## Start Materials provided
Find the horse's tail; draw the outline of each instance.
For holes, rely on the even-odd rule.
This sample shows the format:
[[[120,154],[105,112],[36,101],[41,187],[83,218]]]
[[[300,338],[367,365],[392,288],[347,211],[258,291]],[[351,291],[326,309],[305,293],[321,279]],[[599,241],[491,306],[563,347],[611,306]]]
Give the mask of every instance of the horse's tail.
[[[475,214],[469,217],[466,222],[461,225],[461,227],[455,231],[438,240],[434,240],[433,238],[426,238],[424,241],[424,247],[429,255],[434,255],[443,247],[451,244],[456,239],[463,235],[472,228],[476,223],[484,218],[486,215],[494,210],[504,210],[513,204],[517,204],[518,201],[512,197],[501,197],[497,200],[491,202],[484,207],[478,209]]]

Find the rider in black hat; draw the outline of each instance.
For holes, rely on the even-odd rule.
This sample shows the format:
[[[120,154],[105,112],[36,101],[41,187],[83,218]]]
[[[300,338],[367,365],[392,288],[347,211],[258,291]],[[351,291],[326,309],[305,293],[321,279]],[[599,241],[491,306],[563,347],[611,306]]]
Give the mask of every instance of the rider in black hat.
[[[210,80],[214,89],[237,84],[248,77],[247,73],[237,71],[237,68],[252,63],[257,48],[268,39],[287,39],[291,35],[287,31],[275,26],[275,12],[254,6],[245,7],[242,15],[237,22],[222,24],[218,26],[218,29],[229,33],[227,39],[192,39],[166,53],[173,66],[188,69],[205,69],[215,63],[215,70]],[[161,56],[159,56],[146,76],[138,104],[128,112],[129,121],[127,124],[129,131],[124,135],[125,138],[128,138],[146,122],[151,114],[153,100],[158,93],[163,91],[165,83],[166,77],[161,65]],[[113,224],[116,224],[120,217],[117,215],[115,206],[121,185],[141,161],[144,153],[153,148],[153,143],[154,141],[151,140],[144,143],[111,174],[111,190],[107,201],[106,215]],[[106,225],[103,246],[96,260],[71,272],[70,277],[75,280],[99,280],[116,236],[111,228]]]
## End Materials provided
Starting at the line containing "Find the rider" and ending at the end of the listing, copy those lines again with "outline" swapped for "contour" and nothing else changed.

Find the rider in black hat; draw the contour of each instance.
For holes, rely on the even-odd rule.
This sample shows the format:
[[[120,154],[105,112],[36,101],[41,187],[83,218]]]
[[[300,338],[367,365],[392,288],[347,211],[258,291]],[[351,291],[326,309],[305,293],[321,279]],[[599,241],[491,306],[563,347],[611,306]]]
Give the mask of every instance of the rider in black hat.
[[[210,80],[214,89],[237,84],[248,77],[247,73],[237,71],[237,68],[252,63],[257,48],[268,39],[287,39],[291,35],[287,31],[275,26],[275,12],[254,6],[245,7],[242,15],[237,22],[222,24],[218,26],[218,29],[229,33],[227,39],[192,39],[166,53],[173,66],[188,69],[205,69],[215,63],[215,70]],[[161,56],[159,56],[146,76],[138,104],[128,112],[129,121],[127,124],[129,131],[124,135],[125,138],[128,138],[146,122],[151,114],[153,100],[158,93],[163,91],[165,83],[166,77],[161,65]],[[113,224],[116,224],[120,217],[117,215],[115,206],[121,185],[141,161],[144,153],[153,148],[153,143],[154,141],[151,140],[144,143],[111,174],[111,190],[107,201],[106,215]],[[106,225],[103,246],[96,260],[71,272],[70,277],[75,280],[99,280],[116,236],[111,228]]]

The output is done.